Saved data entries:
╔══

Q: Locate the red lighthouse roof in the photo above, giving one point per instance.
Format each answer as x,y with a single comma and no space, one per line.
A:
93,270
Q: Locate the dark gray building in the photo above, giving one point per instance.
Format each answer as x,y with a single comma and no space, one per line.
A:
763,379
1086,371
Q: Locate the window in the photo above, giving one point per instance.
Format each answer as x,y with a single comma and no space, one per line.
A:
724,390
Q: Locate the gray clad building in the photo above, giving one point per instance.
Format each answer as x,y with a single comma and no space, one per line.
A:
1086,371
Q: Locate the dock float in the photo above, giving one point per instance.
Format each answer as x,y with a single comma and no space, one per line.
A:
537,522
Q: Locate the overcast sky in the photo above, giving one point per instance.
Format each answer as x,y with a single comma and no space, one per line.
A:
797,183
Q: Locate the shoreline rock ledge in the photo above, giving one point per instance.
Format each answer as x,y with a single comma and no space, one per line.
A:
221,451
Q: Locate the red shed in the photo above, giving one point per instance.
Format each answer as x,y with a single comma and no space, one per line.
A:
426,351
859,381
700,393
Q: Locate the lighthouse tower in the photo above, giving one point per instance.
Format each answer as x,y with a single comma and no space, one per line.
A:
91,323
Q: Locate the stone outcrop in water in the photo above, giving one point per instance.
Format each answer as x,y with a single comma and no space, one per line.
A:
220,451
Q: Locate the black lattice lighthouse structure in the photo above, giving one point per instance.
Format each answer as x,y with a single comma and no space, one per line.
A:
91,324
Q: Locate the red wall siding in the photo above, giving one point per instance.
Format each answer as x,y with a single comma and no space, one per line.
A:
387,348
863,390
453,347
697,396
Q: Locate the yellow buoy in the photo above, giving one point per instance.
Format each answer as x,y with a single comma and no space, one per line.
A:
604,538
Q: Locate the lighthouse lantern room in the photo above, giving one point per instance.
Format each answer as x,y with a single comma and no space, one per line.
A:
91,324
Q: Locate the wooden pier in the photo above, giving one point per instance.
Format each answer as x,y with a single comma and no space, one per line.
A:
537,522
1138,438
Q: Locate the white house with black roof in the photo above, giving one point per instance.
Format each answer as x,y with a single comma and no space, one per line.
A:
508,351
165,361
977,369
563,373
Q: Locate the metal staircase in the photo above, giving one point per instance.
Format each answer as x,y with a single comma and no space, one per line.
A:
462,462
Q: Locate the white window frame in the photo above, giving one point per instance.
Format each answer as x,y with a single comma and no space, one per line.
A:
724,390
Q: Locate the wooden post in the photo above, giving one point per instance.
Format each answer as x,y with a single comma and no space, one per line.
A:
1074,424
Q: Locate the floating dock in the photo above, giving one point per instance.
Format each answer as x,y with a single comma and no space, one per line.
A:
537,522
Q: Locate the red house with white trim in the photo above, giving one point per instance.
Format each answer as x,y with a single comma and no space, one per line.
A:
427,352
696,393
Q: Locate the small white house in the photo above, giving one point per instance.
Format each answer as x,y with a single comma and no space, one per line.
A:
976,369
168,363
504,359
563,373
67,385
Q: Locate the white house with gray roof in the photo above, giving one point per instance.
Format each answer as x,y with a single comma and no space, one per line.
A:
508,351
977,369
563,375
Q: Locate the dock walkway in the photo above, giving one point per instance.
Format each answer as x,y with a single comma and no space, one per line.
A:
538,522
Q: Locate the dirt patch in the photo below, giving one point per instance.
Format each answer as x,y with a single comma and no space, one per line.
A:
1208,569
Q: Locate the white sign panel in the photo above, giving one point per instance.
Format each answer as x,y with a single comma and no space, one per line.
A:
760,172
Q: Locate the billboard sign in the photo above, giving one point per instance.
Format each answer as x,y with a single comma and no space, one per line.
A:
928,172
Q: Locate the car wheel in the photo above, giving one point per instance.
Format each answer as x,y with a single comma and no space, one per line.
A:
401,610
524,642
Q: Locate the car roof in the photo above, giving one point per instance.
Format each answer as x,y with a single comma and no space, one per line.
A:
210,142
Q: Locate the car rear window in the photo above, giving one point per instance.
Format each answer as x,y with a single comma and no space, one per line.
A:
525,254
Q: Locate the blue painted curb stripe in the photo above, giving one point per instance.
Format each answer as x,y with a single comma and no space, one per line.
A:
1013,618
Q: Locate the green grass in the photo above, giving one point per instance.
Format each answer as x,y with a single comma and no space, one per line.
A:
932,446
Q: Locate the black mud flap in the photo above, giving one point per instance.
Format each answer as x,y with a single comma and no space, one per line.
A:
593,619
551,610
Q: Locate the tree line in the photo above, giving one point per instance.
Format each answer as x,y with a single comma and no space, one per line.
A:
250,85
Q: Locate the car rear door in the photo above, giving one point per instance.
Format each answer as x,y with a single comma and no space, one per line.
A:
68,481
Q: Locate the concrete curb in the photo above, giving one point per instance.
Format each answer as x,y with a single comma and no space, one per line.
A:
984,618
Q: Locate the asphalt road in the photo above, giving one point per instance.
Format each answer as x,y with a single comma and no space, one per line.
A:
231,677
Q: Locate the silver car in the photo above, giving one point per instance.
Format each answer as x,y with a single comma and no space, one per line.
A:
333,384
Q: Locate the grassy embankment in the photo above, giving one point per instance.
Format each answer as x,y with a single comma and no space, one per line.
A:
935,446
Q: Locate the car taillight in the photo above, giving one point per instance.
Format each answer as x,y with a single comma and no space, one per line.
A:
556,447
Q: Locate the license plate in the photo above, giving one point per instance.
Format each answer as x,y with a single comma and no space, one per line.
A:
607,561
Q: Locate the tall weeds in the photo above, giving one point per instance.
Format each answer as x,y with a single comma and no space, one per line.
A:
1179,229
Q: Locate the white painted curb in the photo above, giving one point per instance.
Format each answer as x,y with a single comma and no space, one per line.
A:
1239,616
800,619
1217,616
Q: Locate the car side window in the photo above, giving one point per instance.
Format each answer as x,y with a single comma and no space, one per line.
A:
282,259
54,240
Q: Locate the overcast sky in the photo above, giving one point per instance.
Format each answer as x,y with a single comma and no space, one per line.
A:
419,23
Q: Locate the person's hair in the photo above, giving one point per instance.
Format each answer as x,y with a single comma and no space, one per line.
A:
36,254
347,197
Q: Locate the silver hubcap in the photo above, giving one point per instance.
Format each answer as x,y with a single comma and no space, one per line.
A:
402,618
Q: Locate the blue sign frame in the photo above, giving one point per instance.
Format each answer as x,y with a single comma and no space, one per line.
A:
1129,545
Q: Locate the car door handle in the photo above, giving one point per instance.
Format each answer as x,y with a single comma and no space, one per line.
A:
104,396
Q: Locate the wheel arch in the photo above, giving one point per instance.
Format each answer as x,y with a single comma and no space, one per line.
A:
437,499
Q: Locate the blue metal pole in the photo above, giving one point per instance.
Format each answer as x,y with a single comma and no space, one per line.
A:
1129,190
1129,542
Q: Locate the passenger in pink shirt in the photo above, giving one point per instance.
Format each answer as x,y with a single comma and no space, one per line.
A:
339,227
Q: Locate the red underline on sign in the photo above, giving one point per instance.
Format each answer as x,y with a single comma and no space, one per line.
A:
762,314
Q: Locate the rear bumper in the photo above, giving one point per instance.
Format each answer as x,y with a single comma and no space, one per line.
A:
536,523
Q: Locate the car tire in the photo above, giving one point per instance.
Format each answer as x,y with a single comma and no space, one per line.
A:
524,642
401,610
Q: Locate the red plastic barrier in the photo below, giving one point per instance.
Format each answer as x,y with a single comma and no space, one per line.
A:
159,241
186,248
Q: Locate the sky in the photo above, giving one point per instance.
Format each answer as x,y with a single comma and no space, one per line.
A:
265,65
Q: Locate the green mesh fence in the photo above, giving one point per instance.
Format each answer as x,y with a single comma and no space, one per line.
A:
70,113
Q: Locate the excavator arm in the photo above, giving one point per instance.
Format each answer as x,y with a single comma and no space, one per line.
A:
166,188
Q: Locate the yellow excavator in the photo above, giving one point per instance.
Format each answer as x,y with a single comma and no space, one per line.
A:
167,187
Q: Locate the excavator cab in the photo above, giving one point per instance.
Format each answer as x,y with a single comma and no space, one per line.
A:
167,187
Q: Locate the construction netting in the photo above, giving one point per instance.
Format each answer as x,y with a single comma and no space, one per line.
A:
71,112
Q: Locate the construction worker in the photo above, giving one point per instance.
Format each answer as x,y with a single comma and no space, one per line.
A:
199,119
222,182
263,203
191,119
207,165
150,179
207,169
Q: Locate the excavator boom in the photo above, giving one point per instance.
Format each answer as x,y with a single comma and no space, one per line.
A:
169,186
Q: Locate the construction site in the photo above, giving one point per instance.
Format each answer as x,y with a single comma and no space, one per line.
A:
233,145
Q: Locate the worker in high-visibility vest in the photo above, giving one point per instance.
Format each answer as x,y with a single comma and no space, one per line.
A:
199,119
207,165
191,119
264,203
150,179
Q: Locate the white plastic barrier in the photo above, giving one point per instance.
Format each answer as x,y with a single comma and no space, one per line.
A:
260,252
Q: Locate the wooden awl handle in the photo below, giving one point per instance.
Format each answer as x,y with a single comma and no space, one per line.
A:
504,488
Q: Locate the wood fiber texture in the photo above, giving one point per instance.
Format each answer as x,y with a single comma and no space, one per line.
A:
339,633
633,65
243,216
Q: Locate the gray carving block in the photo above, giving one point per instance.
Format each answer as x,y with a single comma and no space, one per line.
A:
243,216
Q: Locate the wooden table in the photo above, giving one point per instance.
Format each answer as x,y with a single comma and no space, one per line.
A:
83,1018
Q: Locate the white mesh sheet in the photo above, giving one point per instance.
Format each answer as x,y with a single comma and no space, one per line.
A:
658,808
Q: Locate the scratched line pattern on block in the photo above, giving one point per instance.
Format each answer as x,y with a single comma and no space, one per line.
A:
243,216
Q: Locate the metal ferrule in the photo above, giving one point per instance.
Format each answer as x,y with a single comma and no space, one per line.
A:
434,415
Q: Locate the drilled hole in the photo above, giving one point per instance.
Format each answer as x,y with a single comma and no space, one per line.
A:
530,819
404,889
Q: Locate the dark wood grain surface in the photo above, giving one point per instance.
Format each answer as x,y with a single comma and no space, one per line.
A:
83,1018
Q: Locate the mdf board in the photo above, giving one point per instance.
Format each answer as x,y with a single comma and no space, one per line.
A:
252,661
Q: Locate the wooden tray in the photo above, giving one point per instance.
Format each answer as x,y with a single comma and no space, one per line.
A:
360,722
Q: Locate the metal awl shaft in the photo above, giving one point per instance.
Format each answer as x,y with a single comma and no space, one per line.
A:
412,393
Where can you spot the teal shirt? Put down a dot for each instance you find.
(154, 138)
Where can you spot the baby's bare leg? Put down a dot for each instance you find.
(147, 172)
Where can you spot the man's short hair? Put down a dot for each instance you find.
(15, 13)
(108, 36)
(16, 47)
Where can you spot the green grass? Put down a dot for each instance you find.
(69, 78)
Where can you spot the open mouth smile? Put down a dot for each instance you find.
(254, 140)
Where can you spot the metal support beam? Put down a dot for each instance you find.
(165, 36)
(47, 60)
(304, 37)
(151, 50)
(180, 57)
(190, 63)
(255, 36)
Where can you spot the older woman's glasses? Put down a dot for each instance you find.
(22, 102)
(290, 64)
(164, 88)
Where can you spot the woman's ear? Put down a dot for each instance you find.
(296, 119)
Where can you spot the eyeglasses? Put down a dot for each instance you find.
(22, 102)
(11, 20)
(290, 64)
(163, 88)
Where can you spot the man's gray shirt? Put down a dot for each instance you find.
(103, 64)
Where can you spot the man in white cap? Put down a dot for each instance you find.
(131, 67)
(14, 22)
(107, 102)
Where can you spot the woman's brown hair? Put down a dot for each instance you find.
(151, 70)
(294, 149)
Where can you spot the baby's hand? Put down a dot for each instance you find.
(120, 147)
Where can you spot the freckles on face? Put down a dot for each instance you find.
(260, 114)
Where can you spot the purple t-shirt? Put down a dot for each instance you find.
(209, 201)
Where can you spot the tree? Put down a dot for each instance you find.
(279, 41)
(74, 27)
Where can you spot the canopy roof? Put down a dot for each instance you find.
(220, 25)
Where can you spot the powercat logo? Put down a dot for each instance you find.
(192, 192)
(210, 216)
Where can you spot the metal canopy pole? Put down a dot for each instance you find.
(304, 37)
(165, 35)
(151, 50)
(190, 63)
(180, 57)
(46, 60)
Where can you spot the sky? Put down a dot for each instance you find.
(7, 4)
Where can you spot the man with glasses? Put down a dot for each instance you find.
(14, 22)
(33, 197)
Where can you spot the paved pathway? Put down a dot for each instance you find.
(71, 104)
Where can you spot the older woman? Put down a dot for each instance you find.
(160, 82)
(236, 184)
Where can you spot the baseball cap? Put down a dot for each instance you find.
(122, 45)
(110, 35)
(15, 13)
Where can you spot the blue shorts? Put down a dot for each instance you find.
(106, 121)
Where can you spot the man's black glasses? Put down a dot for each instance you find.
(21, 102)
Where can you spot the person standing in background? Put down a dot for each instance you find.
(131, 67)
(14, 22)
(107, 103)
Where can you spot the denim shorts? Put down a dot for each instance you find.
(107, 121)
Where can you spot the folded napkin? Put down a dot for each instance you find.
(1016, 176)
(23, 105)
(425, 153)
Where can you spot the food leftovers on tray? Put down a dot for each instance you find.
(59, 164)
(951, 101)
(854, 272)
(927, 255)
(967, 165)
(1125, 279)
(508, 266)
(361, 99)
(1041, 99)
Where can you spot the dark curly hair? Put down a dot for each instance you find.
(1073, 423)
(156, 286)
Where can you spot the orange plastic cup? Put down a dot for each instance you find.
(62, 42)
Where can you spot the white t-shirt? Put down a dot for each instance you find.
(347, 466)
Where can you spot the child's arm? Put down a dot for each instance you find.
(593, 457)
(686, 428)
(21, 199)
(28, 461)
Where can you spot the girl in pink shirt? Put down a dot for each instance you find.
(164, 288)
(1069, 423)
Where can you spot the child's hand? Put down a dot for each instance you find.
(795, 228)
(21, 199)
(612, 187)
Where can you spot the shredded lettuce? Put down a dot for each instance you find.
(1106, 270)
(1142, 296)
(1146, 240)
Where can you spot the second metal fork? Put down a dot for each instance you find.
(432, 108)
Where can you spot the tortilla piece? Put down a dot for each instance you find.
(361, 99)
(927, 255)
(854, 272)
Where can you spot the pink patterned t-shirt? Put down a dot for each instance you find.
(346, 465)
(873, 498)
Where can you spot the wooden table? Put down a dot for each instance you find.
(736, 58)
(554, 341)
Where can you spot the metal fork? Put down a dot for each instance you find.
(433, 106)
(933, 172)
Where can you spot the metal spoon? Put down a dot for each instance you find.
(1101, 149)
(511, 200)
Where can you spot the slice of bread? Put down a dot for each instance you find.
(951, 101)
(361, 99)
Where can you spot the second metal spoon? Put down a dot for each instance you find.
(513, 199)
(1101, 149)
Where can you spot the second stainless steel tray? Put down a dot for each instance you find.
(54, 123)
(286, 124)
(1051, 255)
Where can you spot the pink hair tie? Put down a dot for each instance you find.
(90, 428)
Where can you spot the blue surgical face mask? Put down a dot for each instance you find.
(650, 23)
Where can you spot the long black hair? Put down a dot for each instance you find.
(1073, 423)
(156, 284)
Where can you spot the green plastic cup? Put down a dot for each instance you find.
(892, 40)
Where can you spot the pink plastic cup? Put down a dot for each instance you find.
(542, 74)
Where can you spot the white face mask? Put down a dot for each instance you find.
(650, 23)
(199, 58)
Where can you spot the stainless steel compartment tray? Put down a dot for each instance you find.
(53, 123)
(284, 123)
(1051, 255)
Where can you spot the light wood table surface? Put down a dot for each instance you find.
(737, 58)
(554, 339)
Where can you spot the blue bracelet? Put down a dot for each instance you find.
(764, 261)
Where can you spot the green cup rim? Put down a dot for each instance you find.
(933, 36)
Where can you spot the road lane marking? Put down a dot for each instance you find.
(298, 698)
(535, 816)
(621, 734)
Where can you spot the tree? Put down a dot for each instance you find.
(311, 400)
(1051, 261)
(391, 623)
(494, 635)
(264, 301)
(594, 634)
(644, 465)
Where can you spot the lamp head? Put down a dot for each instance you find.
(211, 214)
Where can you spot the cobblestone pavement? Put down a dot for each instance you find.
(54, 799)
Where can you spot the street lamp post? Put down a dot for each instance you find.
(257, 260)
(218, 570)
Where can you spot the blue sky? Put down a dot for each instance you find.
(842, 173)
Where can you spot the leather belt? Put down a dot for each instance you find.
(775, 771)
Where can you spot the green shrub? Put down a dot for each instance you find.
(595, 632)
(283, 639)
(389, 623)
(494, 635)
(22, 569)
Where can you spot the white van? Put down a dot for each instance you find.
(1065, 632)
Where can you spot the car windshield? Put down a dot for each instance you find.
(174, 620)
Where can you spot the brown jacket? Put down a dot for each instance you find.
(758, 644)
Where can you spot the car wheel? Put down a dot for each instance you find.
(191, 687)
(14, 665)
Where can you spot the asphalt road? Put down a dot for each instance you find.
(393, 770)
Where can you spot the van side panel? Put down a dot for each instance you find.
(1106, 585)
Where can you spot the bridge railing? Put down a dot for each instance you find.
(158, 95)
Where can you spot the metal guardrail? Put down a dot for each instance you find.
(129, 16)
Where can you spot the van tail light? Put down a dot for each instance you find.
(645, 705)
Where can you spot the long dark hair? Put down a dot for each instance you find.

╚══

▶ [Work to be completed] Please scale the coordinates in the answers by 1.65, rounding each to a whole number with halves going up, and write out every line starting at the one containing "Where can you spot the car wheel?" and ending at the one containing "(1106, 585)", requests included. Give only those lines.

▶ [Task answer]
Where can you spot the car wheel? Put down a dot for each instance you find.
(315, 1134)
(23, 1097)
Where can you spot the asphalt road? Put down a dot for each instance you find.
(648, 1271)
Where can you spot the van side panel? Put down a dot for each instance you find.
(1825, 965)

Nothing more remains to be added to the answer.